WORK ITEM: Please output each line of the data exactly as it appears.

── PROVIDED RECORDS

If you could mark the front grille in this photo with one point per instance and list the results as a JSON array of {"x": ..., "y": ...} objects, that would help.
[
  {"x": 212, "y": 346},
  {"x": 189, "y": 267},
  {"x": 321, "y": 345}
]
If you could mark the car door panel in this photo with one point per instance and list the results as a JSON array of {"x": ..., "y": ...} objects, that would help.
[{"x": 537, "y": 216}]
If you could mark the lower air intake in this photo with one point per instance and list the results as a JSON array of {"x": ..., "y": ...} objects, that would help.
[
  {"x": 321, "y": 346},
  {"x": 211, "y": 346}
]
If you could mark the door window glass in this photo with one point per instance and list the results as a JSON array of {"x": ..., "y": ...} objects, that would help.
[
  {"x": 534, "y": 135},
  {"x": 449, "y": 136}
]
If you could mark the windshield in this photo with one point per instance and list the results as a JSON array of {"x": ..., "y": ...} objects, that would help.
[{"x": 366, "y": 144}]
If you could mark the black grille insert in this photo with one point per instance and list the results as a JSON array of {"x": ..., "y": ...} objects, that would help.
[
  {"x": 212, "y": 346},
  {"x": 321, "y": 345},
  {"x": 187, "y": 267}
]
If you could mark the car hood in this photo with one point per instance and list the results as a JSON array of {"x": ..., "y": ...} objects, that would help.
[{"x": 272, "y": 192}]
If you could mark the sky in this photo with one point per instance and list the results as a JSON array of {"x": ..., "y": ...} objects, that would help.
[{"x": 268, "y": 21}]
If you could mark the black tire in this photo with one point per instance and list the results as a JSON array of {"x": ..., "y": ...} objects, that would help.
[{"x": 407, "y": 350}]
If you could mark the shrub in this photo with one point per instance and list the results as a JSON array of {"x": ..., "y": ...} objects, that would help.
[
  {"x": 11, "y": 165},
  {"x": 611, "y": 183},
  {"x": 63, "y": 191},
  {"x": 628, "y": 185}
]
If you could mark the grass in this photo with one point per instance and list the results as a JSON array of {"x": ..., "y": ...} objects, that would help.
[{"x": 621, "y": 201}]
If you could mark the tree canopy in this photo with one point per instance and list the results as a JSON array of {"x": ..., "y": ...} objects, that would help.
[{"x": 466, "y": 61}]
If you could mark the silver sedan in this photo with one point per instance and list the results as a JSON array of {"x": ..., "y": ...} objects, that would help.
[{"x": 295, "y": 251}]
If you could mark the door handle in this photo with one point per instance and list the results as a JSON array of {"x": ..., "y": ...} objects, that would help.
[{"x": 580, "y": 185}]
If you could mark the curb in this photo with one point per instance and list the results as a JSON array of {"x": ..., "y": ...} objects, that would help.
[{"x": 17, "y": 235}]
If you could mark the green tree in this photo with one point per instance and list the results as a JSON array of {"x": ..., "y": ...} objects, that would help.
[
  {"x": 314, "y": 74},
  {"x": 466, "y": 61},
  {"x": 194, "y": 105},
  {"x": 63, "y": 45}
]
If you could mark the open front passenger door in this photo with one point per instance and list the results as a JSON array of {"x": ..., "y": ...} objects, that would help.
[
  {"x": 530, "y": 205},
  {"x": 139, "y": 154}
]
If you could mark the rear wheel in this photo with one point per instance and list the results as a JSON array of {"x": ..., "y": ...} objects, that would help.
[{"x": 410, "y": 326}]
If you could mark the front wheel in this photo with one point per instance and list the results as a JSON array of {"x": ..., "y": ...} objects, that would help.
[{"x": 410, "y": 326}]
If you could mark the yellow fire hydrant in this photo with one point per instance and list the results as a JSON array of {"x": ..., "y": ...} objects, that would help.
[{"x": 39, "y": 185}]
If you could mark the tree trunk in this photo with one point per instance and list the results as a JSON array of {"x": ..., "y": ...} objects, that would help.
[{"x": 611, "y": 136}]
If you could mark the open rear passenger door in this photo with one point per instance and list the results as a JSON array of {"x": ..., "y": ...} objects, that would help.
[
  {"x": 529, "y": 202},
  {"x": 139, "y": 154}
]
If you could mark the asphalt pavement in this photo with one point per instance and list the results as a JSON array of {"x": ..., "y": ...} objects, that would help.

────

RESPONSE TO THE TASK:
If you could mark the front grille in this photo with one point per instance and list the results as a JSON array of {"x": ..., "y": ...} objects, that would help.
[
  {"x": 212, "y": 346},
  {"x": 189, "y": 267},
  {"x": 321, "y": 345}
]
If you could mark the car door panel in this photo with one point per instance and list the results as a JSON array of {"x": ..., "y": ...} objects, that would help.
[{"x": 537, "y": 216}]
If you could mark the lower air intake in this photo with one point per instance and list the results as a JSON array of {"x": ..., "y": ...} objects, that would help.
[
  {"x": 321, "y": 346},
  {"x": 211, "y": 346}
]
If you could mark the door window glass in this photo with one point per instance and list the results as a JSON array of {"x": ..., "y": ...} objects, that would help.
[
  {"x": 534, "y": 135},
  {"x": 449, "y": 136}
]
If you could mark the windshield in this photo with one point per instance and list the results as a JSON array of {"x": ..., "y": ...} objects, that would help.
[{"x": 366, "y": 144}]
If you could mark the black grille insert in this photo with one point per instance and list the results as a JSON array of {"x": ..., "y": ...} objects, that would help.
[
  {"x": 212, "y": 346},
  {"x": 321, "y": 345},
  {"x": 187, "y": 267}
]
If you could mark the car hood in this photo with one point per instance and list the results as a JSON array of {"x": ..., "y": ...} objects, that would help.
[{"x": 272, "y": 192}]
If you could mark the sky in this photo with one point per instance and list the results as a JSON array of {"x": ..., "y": ...} objects, that would help.
[{"x": 268, "y": 21}]
If you could mark the black tire in this photo with one point per instance and list the results as a JSON array of {"x": ..., "y": ...} objects, that would help.
[{"x": 407, "y": 350}]
If you could mark the shrub in this photo with one point per instance and list the results as a JSON array of {"x": ..., "y": ...} objects, that would help.
[
  {"x": 11, "y": 165},
  {"x": 611, "y": 183},
  {"x": 63, "y": 191},
  {"x": 628, "y": 185}
]
If you could mark the grass in this photo with one point per instance and list the results as a JSON array of {"x": ..., "y": ...} objects, that would help.
[{"x": 621, "y": 201}]
If you could mark the tree canopy in this photo with one point per instance and list the results as a JSON array of {"x": ..., "y": ...} objects, that would help.
[{"x": 466, "y": 61}]
If you could mark the silver sedan in this photo with one point per instance and list the results as a JSON array of {"x": ..., "y": ...} objects, that would help.
[{"x": 295, "y": 251}]
If you could mark the door handle in this photo with one point per instance and list the results as a JSON array of {"x": ..., "y": ...} objects, that would help.
[{"x": 580, "y": 185}]
If you could mark the curb in this photo with one point per instance and list the results as a JSON array of {"x": ..., "y": ...} objects, that would help.
[{"x": 17, "y": 235}]
If you could mark the green tree in this photo with one point per instance and list the results as a JSON array of {"x": ..., "y": ...} objects, that would help.
[
  {"x": 314, "y": 74},
  {"x": 466, "y": 61},
  {"x": 194, "y": 105},
  {"x": 63, "y": 45}
]
If you could mark the open front passenger door in this photo with one point per instance and list the results as a JSON array of {"x": ..., "y": ...} objects, that would help.
[
  {"x": 530, "y": 205},
  {"x": 139, "y": 154}
]
If you could mark the rear wheel in this photo with one point per instance and list the results as a JSON array of {"x": ..., "y": ...} objects, that would help.
[{"x": 410, "y": 326}]
If you could mark the front wheel in this photo with one point per instance and list the results as a JSON array of {"x": ..., "y": ...} objects, that would help.
[{"x": 410, "y": 326}]
If you could mark the yellow fire hydrant in this photo with one point per instance and list the results as a JSON array of {"x": ..., "y": ...} objects, that would help.
[{"x": 39, "y": 185}]
If you could mark the tree trunk in this photo with one point per instance and list the results as a JSON array of {"x": ..., "y": ...} objects, that would help.
[{"x": 611, "y": 136}]
If you could mark the open rear passenger door in this photo with one point per instance and list the results as a JSON array of {"x": ..., "y": ...} objects, that would help.
[
  {"x": 529, "y": 202},
  {"x": 139, "y": 154}
]
If you could mark the asphalt pavement in this photo with one point per instance and list the results as a JSON array of {"x": ..., "y": ...} objects, that would help.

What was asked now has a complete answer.